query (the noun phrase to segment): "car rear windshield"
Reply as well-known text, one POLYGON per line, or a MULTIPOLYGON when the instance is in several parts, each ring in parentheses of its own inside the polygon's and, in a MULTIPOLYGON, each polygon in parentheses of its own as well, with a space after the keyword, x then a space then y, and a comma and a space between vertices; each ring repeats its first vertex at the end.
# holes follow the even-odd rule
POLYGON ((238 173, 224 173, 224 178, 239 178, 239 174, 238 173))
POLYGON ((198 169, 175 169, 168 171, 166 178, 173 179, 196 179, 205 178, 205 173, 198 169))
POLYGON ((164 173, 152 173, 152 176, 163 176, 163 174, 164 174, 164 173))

Job: Reproduce each of the rows above line for line, with nothing changed.

Answer for the task:
query (the noun phrase to segment): "car rear windshield"
Reply as well-known text, one POLYGON per line, or a MULTIPOLYGON when the instance is in several parts, each ring in parentheses of its own inside the polygon's and, in a MULTIPOLYGON, each polygon in parentheses of its own as well, with a space after the keyword, x then a space then y, and a comma and a space between vertices; each ring repeats its first vertex at the end.
# holes follow the even-odd rule
POLYGON ((238 173, 224 173, 224 178, 239 178, 239 174, 238 173))
POLYGON ((198 169, 175 169, 168 171, 166 178, 173 179, 196 179, 205 178, 205 173, 198 169))
POLYGON ((164 173, 152 173, 152 176, 163 176, 163 174, 164 174, 164 173))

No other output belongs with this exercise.